SELECTED EXTRACT:

/---

Data telemetry via satellite
Eutelsat
A number of satellites are available for data transmission. In this part of the world, Eutelsat is one of the satellite consortiums that provide data communication facilities, they have something like 14 geostationary satellites.
SCADA and telemetry systems using Eutelsat are generally based on VSAT services - Very Small Aperture Terminal.
Or in other words, small dishes.
There are various providers offering hardware orientated towards SCADA and telemetry which use the Eutelsat VSAT services. Some of the typical features or characteristics include :-
- latency is around 500 millieseconds
- encryption, for example in VPN`s, can slow data rates down somewhat
- RS232 and/or ethernet connections
- TCP/IP connectivity
- choice of Ku band or C band - rain causes more fade in Ku band than in C band, but C band needs larger dishes
- protocol independent
- full duplex
- data rates from around 2400bps upwards
Intelsat and Inmarsat are two other satellite service providers.
Eutelsat is widely used for the monitoring and control of remote fixed installations like pipelines, dams, and unmanned power stations. However geostationary satellites sit over the equator, and provide little or no signal coverage at the polar regions.

\---

A block of data
/---

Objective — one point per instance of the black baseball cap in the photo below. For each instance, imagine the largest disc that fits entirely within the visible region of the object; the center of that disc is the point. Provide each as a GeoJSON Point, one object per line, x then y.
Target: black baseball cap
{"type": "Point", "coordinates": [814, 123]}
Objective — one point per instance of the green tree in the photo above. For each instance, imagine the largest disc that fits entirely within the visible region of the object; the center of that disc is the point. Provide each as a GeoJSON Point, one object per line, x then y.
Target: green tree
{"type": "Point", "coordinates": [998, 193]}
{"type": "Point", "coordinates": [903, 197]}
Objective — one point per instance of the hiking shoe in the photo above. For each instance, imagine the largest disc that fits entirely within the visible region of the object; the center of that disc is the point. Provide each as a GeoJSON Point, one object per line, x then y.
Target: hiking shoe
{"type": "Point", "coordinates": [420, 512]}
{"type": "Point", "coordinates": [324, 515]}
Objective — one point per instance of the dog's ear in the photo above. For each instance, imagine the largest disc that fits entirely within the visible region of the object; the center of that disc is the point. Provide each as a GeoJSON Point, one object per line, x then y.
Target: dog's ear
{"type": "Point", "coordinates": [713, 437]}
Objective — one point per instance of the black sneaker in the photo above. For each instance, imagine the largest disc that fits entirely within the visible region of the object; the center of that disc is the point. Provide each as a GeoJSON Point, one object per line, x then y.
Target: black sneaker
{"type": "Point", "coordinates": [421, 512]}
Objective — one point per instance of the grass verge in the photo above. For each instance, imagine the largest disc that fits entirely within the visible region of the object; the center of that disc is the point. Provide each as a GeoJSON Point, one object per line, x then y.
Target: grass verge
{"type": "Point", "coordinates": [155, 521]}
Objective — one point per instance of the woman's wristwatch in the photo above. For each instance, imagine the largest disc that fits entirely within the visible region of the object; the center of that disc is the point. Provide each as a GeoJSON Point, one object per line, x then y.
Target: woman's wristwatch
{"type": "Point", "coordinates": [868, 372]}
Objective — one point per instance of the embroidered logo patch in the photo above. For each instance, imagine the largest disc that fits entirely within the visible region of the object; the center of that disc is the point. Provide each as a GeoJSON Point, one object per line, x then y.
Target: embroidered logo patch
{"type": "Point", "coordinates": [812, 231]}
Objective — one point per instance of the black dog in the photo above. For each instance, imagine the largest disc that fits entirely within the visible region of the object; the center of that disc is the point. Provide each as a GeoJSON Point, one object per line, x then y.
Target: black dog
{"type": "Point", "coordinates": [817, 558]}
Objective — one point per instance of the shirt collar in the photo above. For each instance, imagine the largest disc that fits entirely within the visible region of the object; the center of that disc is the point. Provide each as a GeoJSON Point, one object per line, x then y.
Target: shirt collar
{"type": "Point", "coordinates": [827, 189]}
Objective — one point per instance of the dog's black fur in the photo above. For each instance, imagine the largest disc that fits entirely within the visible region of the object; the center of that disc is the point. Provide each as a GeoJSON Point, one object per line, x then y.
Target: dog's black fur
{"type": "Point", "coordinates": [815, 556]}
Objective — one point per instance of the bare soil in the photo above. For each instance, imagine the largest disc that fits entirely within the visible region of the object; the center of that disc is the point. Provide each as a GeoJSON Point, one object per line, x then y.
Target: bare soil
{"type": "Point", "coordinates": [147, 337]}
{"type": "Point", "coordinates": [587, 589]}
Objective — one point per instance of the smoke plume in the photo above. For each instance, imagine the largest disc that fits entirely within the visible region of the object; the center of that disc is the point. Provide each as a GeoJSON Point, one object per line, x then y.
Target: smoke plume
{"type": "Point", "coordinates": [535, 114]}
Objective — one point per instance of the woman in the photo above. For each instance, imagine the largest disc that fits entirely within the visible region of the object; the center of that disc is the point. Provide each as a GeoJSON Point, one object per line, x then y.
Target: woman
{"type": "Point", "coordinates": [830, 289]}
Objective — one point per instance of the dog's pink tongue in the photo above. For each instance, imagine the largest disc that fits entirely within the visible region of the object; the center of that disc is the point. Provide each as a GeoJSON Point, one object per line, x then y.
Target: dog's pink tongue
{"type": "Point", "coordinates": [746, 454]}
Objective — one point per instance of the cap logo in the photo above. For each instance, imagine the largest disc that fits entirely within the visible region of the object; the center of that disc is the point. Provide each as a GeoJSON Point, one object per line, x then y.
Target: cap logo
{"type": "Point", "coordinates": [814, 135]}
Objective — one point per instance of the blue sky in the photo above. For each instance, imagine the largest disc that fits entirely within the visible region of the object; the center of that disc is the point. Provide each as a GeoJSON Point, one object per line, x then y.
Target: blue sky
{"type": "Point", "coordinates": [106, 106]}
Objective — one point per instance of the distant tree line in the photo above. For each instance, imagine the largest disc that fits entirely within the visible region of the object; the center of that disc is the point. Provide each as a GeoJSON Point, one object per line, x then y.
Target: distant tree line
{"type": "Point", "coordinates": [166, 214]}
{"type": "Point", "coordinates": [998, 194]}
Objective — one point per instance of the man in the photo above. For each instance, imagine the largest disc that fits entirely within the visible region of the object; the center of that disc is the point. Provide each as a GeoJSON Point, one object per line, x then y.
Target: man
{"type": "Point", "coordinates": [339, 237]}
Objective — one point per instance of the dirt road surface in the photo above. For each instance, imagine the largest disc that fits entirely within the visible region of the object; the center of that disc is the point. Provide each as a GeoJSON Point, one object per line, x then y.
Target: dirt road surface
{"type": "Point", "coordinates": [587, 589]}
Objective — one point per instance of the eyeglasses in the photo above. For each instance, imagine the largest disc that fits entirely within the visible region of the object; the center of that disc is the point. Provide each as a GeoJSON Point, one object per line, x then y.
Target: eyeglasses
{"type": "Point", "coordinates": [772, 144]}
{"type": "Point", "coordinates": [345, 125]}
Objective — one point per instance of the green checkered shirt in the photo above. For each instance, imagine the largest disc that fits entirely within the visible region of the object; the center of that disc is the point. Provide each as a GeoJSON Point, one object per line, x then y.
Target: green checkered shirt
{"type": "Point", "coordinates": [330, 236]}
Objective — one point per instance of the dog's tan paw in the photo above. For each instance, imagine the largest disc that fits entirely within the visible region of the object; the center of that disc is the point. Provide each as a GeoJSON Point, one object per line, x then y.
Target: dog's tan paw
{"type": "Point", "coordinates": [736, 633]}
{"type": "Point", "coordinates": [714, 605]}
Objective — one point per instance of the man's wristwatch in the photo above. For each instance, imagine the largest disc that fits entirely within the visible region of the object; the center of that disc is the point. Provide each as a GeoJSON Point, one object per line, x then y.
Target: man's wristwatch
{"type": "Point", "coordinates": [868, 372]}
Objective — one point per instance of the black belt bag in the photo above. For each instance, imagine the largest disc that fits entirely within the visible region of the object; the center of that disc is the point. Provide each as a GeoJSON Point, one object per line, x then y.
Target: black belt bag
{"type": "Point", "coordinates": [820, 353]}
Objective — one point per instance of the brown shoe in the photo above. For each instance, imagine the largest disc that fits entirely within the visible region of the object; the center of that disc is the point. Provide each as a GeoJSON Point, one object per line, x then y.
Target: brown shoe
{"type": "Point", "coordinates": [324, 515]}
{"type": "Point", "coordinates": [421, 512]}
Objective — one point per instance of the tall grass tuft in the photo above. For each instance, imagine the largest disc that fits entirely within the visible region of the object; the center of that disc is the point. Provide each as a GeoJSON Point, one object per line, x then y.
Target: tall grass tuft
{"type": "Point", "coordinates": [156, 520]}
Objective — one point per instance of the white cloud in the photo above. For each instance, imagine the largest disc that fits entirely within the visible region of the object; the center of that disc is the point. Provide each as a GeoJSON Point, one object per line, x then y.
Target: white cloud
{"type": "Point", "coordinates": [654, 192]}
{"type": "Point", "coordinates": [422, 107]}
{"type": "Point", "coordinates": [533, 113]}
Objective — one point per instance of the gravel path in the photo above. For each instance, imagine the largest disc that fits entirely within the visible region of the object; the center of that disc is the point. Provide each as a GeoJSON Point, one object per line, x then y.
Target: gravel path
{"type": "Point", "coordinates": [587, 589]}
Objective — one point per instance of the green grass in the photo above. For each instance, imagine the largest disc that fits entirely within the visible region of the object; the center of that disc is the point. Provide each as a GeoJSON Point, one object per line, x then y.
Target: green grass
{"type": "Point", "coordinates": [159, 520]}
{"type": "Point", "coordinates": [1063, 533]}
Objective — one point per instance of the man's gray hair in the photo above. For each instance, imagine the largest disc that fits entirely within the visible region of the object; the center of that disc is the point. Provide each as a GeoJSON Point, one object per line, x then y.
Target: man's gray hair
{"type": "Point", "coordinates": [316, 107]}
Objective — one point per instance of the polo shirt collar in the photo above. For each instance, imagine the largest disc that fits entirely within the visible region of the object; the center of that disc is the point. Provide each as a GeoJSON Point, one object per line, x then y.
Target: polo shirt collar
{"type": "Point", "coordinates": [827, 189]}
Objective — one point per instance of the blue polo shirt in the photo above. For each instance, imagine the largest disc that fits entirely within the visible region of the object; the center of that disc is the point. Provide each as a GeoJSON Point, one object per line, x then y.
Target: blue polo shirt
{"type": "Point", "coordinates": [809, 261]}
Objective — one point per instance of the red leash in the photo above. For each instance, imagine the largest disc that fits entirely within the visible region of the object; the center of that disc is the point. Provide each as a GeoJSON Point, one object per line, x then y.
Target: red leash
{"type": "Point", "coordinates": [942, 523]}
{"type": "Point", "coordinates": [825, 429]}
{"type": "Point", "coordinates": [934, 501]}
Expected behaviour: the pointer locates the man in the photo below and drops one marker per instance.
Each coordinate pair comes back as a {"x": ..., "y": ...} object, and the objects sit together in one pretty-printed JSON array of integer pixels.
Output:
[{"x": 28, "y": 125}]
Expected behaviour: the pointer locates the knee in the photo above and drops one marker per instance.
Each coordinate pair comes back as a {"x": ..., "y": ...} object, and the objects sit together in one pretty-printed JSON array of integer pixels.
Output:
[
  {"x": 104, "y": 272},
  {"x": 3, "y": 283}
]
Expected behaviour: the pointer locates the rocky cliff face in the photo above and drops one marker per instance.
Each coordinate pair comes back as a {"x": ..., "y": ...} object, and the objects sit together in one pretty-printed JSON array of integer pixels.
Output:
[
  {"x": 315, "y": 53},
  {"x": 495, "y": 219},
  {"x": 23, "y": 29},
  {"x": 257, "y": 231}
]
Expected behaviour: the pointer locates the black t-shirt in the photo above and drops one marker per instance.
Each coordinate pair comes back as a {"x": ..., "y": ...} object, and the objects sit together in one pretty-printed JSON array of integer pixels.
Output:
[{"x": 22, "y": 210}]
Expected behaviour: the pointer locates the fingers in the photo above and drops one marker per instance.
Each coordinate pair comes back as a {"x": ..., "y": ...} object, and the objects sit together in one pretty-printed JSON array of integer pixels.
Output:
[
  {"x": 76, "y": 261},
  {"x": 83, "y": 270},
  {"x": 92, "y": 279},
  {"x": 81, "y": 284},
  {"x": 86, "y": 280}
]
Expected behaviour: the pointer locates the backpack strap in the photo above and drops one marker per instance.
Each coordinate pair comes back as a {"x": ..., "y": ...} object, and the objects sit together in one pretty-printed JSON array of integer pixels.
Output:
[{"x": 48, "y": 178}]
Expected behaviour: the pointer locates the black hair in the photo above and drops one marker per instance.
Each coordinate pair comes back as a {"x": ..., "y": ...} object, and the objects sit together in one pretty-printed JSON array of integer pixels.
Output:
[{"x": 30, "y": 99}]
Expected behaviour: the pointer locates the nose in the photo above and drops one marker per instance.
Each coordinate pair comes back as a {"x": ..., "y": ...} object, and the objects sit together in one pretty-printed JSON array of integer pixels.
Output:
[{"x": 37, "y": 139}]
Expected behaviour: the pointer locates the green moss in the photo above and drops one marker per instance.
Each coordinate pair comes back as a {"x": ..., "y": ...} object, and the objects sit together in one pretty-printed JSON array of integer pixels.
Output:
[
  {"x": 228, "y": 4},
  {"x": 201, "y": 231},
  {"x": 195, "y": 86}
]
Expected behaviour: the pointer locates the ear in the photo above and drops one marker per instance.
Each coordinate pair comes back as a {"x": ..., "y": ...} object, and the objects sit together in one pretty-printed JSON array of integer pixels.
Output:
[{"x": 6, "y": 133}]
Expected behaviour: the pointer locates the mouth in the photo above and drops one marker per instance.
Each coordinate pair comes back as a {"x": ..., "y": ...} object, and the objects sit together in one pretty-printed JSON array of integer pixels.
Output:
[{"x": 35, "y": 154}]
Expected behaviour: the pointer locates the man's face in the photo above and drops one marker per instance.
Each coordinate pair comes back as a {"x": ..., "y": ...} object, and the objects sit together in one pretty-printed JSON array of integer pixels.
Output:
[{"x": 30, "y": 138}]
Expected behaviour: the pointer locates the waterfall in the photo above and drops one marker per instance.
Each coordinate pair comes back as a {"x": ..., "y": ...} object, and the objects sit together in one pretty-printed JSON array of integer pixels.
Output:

\---

EXERCISE TASK:
Please answer these questions using the satellite telemetry text, numbering each answer to match.
1. Roughly how many geostationary satellites does Eutelsat have?
2. Which band has more fade from rain, Ku band or C band?
3. What two other satellite service providers does the text name?

RESPONSE TO THE EXERCISE:
1. Something like 14.
2. Ku band.
3. Intelsat and Inmarsat.